Extract provided:
---
This first decade of the new millennium is turning out to be the disaster decade.  The devastation of New Orleans is particularly disturbing. It points out how fragile the infra-structure of our society is, and how easily it can be overwhelmed.  Right now the U.S. government is formulating an urban planning design for the new New Orleans. This sort of top-down planning is something that Gordon Matta Clark was dead set against. He saw the architects and urban planners, who in the 1960’s destroyed many neighborhoods in inner cities, as megalomaniacs.  For the 1970’s generation, moving into run down or neglected parts of the city and creating new communities was preferable to moving out to the planned communities of suburbia. It allowed for creative repurposing of disused factories and warehouses.
The tragedy of New Orleans is that part of it’s charm lay in its unplanned neighborhoods, the conglomeration of housing styles, and the cultural mix of it’s communities has been washed away. I imagine if Gordon were alive today he would be down in New Orleans trying to organize the rebuilding from a community-based standpoint. I can see him coming up with solutions to keeping those communities intact, perhaps by creating temporary villages close to the original neighborhoods.  Indeed, I can only hope that a new generation of rag-tag utopianists will take up the challenge and occupy New Orleans before Halliburton has a chance to turn it into another sterile Disneyland on the Missisippi.
---
Data shown:
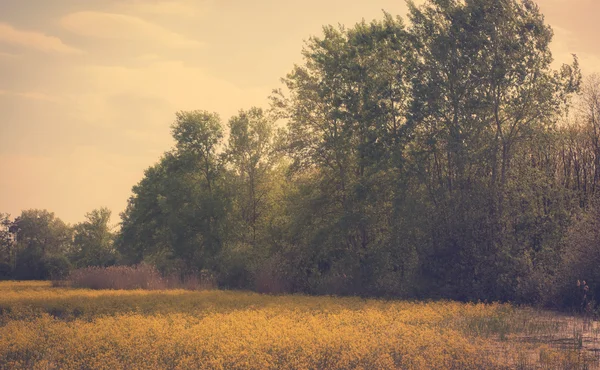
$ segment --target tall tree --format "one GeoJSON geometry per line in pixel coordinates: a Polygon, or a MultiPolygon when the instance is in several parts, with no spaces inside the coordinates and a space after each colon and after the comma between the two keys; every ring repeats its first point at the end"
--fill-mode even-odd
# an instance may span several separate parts
{"type": "Polygon", "coordinates": [[[69,254],[75,267],[109,266],[116,263],[110,216],[108,208],[95,209],[85,215],[84,222],[73,227],[73,247],[69,254]]]}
---
Written task 1:
In the piece about rebuilding New Orleans, what did Gordon Matta Clark see the architects and urban planners of the 1960s as?
Written task 2:
Continue the piece about rebuilding New Orleans from its final sentence.

Written reply 1:
Megalomaniacs.

Written reply 2:
The question, “what would Gordon Matta-Clark do?’ has been coming up lately. I had a conversation with Richard Nonas about the Matta-Clark retrospective at the Whitney. Since the Whitney is expanding into the brownstones next door to it, I thought it might be interesting to propose an homage building-cut for the retrospective. Richard didn’t think that was a good idea but he did think it would make an interesting panel discussion with the subject, what would Matta-Clark do. I know that just before he died the MoMA was going to start its first renovation. Gordon had proposed cutting its’ fascade and they had agreed to let him do it. He got sick and was never able to proceed. If he were alive today, he might very well have proposed a building cut for the Whitney. But then again maybe  not.  Gordon didn’t see the first expansion of the MoMA.  I and many other people who entered the new MoMA’s  first expansion  saw a building that was fairly intimate in scale, perhaps one could say, brownstone scale, replaced by a building that was shopping mall scale. The latest MoMA expansion has taken it to airport scale and made it into a series of mini museums to house private collections.  One wonders what the social aspect are behind the Whitney expansion. Is the expansion made to house more permanent galleries?  In anycase, one can point to Hans Haacke as the inspiration for institutional critique but one can also look at Gordon Matta-Clark as a creator of alternatives.